Instructions to follow
Could you convert the lines below into a numbered list, skipping any blank lines?

(Collected data entries)
--- --- ---

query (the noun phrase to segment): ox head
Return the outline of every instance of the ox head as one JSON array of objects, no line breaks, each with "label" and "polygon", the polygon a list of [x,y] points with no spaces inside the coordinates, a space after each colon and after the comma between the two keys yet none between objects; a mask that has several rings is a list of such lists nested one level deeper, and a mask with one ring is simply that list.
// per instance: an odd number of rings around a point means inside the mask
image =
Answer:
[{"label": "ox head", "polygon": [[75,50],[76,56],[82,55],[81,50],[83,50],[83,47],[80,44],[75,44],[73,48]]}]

--- --- ---

Solution to this problem
1. query (the noun phrase to segment): ox head
2. Return the outline of every instance of the ox head as one JSON array of objects, no line breaks, each with "label" and "polygon", the polygon a list of [x,y] points with no spaces inside the coordinates, a space after each colon and after the comma between the two keys yet none between objects; a mask that has several rings is a list of such lists nested one level deeper, and a mask with one ring is simply that list.
3. // per instance: an odd number of rings around a point means inside the mask
4. image =
5. Answer:
6. [{"label": "ox head", "polygon": [[75,50],[76,56],[82,55],[81,50],[83,50],[83,47],[80,44],[75,44],[73,48]]}]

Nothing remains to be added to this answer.